▶ [Written task] Please give the listing again in its entirety, exactly as written.

── Source records

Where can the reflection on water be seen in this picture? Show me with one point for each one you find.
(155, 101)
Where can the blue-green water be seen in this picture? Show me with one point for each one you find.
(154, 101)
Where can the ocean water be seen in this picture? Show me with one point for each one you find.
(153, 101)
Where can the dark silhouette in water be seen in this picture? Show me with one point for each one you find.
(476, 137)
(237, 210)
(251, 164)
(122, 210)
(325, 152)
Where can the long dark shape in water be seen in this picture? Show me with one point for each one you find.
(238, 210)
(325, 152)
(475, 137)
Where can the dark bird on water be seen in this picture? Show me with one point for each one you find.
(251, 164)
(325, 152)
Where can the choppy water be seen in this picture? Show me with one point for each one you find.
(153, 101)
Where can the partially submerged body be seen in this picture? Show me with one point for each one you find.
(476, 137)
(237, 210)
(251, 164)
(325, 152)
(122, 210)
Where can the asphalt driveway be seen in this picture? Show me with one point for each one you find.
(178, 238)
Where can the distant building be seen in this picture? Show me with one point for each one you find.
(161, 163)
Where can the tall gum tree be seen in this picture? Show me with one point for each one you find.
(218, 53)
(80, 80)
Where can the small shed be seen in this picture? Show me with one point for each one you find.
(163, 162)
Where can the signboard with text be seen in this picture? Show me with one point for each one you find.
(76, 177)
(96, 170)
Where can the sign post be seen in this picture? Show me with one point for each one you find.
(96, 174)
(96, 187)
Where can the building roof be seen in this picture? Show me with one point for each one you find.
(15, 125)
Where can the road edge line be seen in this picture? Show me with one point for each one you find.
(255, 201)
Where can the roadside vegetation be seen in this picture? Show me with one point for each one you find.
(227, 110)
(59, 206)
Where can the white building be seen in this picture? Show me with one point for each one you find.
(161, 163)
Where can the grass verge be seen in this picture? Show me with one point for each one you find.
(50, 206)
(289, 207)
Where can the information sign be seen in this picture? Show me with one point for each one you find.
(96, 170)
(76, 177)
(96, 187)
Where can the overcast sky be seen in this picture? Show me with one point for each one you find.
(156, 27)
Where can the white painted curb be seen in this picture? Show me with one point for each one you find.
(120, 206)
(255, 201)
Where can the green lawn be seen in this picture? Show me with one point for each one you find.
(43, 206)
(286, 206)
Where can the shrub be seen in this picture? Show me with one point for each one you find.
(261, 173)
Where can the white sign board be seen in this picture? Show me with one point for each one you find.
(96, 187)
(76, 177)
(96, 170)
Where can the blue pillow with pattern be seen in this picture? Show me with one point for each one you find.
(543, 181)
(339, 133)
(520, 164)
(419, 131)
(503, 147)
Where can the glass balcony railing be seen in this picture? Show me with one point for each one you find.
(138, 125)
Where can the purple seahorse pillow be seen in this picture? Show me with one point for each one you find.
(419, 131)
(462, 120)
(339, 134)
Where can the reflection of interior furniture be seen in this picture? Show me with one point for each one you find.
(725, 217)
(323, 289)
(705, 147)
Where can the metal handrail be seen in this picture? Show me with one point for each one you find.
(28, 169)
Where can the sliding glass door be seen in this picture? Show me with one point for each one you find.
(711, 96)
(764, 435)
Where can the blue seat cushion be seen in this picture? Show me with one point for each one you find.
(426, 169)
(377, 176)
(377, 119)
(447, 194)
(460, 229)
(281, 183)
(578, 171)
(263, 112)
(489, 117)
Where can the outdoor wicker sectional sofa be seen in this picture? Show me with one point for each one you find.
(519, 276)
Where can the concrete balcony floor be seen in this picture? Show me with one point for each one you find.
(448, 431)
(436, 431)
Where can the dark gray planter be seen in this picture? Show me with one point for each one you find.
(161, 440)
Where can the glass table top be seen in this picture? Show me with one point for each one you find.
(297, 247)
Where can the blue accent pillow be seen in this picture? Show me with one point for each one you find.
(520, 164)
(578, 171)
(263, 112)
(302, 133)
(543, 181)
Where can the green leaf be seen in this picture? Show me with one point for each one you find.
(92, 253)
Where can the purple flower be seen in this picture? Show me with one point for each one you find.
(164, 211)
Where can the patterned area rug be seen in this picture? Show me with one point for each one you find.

────

▶ [Task output]
Where can the reflection on water be seen in this picture? Show me with one point for each one you find.
(155, 101)
Where can the blue-green water be seen in this picture? Show me with one point for each one you find.
(154, 101)
Where can the ocean water be seen in this picture? Show me with one point for each one you find.
(153, 101)
Where can the dark silhouette in water be seen in this picture? Show me with one point for each one you find.
(476, 137)
(237, 210)
(251, 164)
(122, 210)
(325, 152)
Where can the long dark shape in water be seen in this picture? Show me with one point for each one you find.
(238, 210)
(325, 152)
(475, 137)
Where can the dark bird on water be seen in this picture? Show me with one point for each one you find.
(251, 164)
(325, 152)
Where can the choppy water be seen in this picture? Show me with one point for each one you find.
(153, 101)
Where can the partially submerged body be seen in this picture? Show me with one point for each one you find.
(476, 137)
(237, 210)
(251, 164)
(325, 152)
(122, 210)
Where can the asphalt driveway be seen in this picture? Show me with one point for each one you find.
(178, 238)
Where can the distant building be seen in this picture? Show me with one point for each one you find.
(161, 163)
Where can the tall gum tree be seen in this picture? Show me with one point for each one you find.
(218, 53)
(80, 80)
Where can the small shed be seen in this picture? Show me with one point for each one you find.
(163, 162)
Where can the signboard with text be seen in this picture? Show me with one point for each one you find.
(76, 177)
(96, 170)
Where can the sign post be seen in this picture? Show me with one point for each one you find.
(96, 174)
(96, 187)
Where can the building roof be seen in this picture? Show me with one point for each one you find.
(15, 125)
Where can the road edge line be seen in this picture? Show me with one point for each one you find.
(255, 201)
Where can the roadside vegetation be seen in this picture? Show me with one point for each one you find.
(227, 110)
(59, 206)
Where can the white building be seen in this picture? Show me with one point for each one you find.
(161, 163)
Where can the grass verge be seen in this picture? Show me with one point for each one you find.
(50, 206)
(289, 207)
Where can the information sign be seen in this picture? Show me with one point for each one you find.
(96, 170)
(76, 177)
(96, 187)
Where can the overcast sky be seen in this picture? Show me with one point for each one you find.
(156, 27)
Where can the white painted curb be seen in this picture? Show me with one point for each one you find.
(120, 206)
(255, 201)
Where can the green lawn be seen in this picture? Show me with one point for each one you find.
(43, 206)
(286, 206)
Where can the shrub be seen in this picture? Show me with one point for each one you find.
(261, 173)
Where can the white sign board be seen in this picture? Show me with one point for each one you find.
(96, 187)
(76, 177)
(96, 170)
Where can the blue pillow with pattern be seen in this picture? Show me with one point for each one you find.
(543, 181)
(339, 133)
(520, 164)
(419, 131)
(503, 147)
Where can the glass balcony railing be seen in this picture? Show me with one point for each one you find.
(138, 125)
Where can the purple seahorse pillow be seen in this picture? Show me with one point for each one you find.
(419, 131)
(462, 120)
(339, 134)
Where can the reflection of interior furniture be seen in this picture? Show me with one point for each one you find.
(725, 217)
(323, 289)
(705, 147)
Where can the metal handrail be seen in this picture? Show me with one point for each one you find.
(28, 169)
Where can the sliding glass door be seen in this picture? Show me with one point for each one you find.
(711, 96)
(764, 435)
Where can the blue seat cushion be seen in this picture? Show me with one point for each one you find.
(426, 169)
(377, 176)
(377, 119)
(447, 194)
(460, 229)
(281, 183)
(578, 171)
(263, 112)
(489, 117)
Where can the outdoor wicker sectional sofa be seen in this picture? Show me with one point for each one you find.
(519, 276)
Where can the concrete balcony floor be seen in this picture? Show me with one point for each one you find.
(448, 431)
(436, 431)
Where can the dark gray planter be seen in this picture? Show me with one point for each one you find.
(161, 440)
Where can the glass table top be seen in this picture? Show me with one point for each one you find.
(297, 247)
Where can the blue accent pillow be seen in this picture? Show me with one point for each one you find.
(520, 164)
(578, 171)
(263, 112)
(302, 133)
(543, 181)
Where can the green leaf be seen in this picture? Show me with one point for each one you find.
(92, 253)
Where can the purple flower be seen in this picture? Show me with one point for each one you find.
(164, 211)
Where can the patterned area rug be seen in this picture? Show me with one point for each one you find.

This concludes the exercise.